*** Document passage

Search in the Abstract Database

Search Abstracts 2011

* = Presenting author

P275. Non-organ specific autoantibodies (NOSA) on TNF-α antagonists: A study in 40 patients with inflammatory bowel disease (IBD)

M. Cappello, C. Randazzo, A. Licata, F. Barbaria, I. Bravatà, P.L. Almasio, A. Craxì

University of Palermo, Palermo, Italy

Aim: Anti-tumor necrosis factor (TNF) agents are effective for treatment of IBD. Despite a good overall safety profile, they can induce a number of adverse effects, including induction of NOSA, such as antinuclear antibodies (ANA) and double-stranded (ds) DNA antibodies, and eventually a lupus-like syndrome. The clinical relevance of NOSA and predictive factors related to their appearance are unclear. We aimed to evaluate their prevalence among patients with IBD treated with anti-TNF alpha agents at a tertiary referral center.

Materials and Methods: IBD patients in remission under maintenance anti-TNF alpha therapy (infliximab or adalimumab, or infliximab and adalimumab consecutively) were tested before treatment and after 24 and 54 weeks for autoantibodies production. Sera were analyzed for antibodies against nuclear antigens (ANA), smooth muscle (SMA), mitochondria (AMA), liver-kidney microsomes (LKM) and double stranded (ds-DNA) by indirect immunofluorescence. Data regarding demographic and clinical features, anti-TNF alpha treatment, concomitant immunosuppressive medication, development of autoimmune manifestations (arthralgia, lupus-like syndrome, vasculitis, psoriasis, skin rashes, autoimmune hepatitis) were recorded.

******
*** Dataset content

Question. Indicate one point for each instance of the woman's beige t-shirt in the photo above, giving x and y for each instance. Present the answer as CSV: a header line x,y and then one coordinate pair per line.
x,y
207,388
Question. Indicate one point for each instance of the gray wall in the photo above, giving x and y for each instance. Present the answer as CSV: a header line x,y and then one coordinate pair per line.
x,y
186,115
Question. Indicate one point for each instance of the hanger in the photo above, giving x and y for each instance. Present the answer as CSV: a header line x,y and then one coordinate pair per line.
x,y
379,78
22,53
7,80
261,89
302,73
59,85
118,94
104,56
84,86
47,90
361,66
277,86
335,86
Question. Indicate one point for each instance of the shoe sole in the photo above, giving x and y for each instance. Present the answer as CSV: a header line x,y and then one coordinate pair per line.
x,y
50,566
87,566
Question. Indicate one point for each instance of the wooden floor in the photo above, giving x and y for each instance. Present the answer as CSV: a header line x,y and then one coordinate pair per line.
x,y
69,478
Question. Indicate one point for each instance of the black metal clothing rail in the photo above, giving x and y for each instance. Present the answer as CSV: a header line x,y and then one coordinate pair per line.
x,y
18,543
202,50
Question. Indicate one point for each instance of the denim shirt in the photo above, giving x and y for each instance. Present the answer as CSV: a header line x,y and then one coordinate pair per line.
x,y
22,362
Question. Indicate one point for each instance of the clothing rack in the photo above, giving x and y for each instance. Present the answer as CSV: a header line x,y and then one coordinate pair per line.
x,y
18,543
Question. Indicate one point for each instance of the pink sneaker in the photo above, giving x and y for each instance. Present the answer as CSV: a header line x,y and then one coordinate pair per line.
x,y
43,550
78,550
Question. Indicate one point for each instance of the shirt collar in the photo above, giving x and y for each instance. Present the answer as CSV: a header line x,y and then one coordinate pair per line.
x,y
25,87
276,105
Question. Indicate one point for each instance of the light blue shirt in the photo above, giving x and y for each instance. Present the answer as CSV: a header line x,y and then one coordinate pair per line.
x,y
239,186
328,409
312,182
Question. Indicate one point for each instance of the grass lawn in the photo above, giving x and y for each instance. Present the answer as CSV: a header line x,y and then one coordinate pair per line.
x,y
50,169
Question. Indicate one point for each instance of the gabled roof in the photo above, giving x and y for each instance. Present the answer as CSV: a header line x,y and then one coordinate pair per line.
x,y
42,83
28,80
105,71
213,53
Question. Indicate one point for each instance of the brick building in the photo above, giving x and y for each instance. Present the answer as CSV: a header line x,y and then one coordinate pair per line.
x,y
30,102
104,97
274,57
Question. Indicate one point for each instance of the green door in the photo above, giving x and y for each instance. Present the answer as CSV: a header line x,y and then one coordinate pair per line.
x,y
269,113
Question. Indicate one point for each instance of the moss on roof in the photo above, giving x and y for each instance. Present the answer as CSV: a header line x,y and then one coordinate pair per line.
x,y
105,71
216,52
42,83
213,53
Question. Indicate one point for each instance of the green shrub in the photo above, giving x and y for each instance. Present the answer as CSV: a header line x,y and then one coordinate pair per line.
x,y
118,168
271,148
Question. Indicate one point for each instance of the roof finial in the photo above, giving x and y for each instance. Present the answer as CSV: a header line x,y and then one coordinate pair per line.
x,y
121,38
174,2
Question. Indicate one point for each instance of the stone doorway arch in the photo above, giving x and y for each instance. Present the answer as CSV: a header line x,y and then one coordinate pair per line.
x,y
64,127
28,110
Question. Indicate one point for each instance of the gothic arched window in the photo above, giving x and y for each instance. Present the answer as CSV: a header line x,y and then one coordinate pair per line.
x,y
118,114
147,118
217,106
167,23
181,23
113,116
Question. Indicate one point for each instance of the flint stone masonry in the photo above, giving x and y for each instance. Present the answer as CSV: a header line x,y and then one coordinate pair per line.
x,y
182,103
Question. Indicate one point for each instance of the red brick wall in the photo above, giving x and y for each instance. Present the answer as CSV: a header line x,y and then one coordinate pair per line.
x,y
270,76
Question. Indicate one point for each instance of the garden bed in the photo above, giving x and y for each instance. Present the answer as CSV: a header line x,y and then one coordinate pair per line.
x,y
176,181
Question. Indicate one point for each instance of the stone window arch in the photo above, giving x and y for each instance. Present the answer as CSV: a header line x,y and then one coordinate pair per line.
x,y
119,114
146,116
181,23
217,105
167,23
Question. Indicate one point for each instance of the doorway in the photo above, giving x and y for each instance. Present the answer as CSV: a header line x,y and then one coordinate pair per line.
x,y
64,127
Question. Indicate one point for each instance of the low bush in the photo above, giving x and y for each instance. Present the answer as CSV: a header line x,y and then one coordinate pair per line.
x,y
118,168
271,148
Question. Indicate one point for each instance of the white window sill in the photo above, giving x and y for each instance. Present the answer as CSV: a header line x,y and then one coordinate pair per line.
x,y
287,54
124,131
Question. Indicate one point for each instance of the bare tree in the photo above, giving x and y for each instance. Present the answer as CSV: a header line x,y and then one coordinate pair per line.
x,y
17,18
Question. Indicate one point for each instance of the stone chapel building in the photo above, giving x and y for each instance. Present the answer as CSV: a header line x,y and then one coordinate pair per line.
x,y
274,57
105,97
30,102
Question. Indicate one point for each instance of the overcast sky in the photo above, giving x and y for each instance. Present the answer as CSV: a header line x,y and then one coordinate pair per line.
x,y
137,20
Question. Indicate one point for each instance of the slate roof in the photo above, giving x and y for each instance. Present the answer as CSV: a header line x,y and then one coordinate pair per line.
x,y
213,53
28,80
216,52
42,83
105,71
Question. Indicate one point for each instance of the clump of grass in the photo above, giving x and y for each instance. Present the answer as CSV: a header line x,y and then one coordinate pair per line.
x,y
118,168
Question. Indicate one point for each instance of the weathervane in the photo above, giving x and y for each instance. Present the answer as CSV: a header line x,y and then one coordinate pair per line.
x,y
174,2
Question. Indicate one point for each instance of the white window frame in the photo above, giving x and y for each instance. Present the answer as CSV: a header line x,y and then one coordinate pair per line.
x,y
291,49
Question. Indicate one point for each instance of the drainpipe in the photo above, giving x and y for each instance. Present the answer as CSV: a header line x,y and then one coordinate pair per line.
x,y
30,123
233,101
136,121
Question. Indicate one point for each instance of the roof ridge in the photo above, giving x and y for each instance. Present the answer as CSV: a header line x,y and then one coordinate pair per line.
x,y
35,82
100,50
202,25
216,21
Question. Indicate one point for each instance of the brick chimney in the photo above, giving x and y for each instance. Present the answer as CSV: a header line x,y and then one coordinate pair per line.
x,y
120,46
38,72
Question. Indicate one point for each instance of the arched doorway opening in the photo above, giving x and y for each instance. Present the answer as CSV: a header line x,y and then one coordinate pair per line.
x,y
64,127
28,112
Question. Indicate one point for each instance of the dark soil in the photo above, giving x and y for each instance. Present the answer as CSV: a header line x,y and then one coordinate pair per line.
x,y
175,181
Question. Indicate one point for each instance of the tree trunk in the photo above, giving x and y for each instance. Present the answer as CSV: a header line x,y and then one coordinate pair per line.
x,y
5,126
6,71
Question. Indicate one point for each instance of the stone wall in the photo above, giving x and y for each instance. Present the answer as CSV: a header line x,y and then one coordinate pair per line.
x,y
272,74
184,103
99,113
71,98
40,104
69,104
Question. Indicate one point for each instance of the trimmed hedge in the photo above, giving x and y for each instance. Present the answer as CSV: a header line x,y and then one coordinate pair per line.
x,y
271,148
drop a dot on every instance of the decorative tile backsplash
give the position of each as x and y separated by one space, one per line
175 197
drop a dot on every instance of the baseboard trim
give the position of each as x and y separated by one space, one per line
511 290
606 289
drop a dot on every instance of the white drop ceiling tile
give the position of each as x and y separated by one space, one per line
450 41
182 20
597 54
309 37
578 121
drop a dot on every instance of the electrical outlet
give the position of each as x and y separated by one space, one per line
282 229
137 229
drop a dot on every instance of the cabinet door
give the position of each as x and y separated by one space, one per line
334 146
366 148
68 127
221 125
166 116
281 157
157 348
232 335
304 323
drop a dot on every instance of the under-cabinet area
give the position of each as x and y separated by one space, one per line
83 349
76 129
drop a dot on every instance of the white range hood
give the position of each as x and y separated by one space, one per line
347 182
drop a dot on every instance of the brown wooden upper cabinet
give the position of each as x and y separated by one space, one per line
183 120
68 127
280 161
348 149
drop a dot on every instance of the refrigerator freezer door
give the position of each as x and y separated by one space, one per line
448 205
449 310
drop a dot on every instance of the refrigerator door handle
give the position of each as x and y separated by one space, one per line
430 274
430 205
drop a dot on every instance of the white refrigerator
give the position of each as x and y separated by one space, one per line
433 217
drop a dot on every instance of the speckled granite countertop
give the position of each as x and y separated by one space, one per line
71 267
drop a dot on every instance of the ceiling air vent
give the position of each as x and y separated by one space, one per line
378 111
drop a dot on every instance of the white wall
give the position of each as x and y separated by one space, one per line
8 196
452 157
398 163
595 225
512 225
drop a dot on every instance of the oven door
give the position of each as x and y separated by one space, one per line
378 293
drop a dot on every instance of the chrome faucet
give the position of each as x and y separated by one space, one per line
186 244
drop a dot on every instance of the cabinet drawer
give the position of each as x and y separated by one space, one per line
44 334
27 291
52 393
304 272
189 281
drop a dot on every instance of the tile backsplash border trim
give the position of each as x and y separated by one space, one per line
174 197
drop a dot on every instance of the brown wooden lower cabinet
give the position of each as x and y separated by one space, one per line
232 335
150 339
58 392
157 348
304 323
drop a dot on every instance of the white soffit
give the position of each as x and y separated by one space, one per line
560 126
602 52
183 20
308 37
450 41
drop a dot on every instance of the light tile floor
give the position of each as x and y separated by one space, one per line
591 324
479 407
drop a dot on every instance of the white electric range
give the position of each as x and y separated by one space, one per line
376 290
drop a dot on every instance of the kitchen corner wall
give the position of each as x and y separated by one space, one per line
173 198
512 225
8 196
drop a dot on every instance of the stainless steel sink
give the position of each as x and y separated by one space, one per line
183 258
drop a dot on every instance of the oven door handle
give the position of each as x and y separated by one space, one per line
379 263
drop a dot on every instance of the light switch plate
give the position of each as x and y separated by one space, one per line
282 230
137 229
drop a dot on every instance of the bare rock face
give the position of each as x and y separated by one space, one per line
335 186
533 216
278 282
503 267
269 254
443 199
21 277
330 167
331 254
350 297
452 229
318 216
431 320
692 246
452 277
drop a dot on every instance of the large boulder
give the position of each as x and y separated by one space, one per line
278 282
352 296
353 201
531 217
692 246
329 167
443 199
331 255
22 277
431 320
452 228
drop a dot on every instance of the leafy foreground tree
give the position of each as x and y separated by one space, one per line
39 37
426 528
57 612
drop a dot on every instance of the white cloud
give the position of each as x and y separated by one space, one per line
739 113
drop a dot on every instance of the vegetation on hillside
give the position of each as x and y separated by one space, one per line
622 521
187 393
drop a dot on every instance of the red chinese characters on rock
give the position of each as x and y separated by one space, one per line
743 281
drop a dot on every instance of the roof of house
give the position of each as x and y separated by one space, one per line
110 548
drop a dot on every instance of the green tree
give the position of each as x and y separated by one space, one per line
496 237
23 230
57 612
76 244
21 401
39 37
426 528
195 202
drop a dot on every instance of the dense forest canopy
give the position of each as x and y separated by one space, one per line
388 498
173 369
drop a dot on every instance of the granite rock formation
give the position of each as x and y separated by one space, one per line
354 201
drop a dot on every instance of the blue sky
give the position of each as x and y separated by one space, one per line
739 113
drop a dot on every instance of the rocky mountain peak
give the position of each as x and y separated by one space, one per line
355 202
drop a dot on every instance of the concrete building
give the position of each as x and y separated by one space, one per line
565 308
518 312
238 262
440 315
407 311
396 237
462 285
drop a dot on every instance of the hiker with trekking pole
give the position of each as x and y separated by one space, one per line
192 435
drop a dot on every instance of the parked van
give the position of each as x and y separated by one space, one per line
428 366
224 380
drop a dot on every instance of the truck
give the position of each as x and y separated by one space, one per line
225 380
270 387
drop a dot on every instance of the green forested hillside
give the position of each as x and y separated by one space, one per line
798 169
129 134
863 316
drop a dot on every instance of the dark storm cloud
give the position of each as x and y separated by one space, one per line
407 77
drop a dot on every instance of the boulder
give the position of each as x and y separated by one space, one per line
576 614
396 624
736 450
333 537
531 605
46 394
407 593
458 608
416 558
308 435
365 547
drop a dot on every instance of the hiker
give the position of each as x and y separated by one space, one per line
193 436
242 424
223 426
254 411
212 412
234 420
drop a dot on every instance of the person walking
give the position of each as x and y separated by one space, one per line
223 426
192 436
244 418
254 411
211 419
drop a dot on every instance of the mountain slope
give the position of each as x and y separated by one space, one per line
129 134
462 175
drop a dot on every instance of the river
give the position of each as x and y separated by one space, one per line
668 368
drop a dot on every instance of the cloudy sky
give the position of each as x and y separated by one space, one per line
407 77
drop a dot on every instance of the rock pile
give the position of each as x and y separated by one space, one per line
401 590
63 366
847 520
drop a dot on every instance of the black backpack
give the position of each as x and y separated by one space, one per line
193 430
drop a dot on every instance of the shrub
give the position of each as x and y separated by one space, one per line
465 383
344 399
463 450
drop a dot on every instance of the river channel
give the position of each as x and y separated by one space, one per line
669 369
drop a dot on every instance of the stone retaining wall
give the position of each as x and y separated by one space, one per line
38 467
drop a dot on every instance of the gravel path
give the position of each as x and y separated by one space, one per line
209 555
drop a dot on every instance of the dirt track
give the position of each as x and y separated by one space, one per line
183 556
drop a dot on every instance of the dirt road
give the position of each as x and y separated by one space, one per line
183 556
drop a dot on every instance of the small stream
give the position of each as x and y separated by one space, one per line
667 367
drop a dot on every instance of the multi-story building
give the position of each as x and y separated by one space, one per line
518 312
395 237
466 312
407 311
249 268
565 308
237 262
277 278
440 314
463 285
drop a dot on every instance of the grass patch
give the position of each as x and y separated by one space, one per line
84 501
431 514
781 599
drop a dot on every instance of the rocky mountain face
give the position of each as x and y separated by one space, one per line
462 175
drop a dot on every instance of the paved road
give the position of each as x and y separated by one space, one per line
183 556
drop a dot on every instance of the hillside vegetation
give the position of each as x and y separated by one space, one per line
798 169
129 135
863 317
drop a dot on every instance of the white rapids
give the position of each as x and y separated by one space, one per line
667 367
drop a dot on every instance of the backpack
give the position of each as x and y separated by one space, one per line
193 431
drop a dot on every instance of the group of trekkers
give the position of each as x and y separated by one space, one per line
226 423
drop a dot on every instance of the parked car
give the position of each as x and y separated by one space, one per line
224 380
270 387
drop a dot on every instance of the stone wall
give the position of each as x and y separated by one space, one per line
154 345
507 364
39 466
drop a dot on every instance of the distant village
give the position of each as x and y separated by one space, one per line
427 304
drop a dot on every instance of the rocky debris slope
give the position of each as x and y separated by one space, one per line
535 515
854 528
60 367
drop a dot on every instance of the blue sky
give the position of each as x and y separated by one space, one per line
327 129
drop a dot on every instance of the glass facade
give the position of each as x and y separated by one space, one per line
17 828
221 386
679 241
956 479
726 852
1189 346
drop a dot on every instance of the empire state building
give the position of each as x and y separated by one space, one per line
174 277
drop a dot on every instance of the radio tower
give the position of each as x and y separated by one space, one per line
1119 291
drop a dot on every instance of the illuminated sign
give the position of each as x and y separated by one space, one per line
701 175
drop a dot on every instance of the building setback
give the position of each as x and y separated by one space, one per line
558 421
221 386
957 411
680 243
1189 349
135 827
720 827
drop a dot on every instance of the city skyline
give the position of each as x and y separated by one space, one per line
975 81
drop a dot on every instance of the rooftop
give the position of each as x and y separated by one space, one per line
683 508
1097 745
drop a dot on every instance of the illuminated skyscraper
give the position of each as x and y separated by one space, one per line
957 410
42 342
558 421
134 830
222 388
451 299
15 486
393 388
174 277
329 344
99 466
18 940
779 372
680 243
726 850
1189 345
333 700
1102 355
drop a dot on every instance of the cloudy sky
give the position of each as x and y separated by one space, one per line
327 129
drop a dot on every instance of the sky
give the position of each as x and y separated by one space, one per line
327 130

******

Work to complete:
1. In the abstract on autoantibodies in IBD, what technique was used to analyze the sera?
2. Reproduce the part of the abstract on autoantibodies in IBD that opens with the words containing "Search Abstracts 2011" and closes with "bowel disease (IBD)".
3. Carry on the abstract on autoantibodies in IBD from the point where it stops.

Results for the exercise:
1. Indirect immunofluorescence.

2.
Search Abstracts 2011

* = Presenting author

P275. Non-organ specific autoantibodies (NOSA) on TNF-α antagonists: A study in 40 patients with inflammatory bowel disease (IBD)

3.
Results: Forty patients (16 males, median age 46 yrs, range 21–69) were studied. Thirty-two had Crohn's disease (CD) and 8 ulcerative colitis (UC); 18 (45.0%) were treated with infliximab, 4 (10.0%) with adalimumab and 18 (45.0%) with infliximab followed by adalimumab. Twenty-six patients received concomitant immunosuppressive medication (9 azathioprine and 17 steroids). Overall ANA positivity was observed in 22 (55.0%) subjects (16/32 in CD and 6/8 with UC, p ns), SMA positivity in 5 (12.5%) and only one AMA positivity. Among ANA positive patients 2 showed anti-ds-DNA positive autoantibodies. ANA positivity was detected in 13 out of 18 (72.2%) patients treated with infliximab, 9 out of 18 (50.0%) with infliximab plus adalimumab and in none in 4 patients treated with adalimumab alone (p = 0.027). Concomitant immunosuppressive therapy had no influence on ANA positivity development. None of these patients experienced an overt lupus-like syndrome. Four subjects developed peripheral poli-articular arthralgia involving mainly small joints after a mean period of 6.0±11.2 months. All patients had NOSA. Symptoms have required paracetamol and/or low doses of steroids. Biological therapy was not withdrawn, except in a single patient with ANA and AMA positivity who developed also a skin rash.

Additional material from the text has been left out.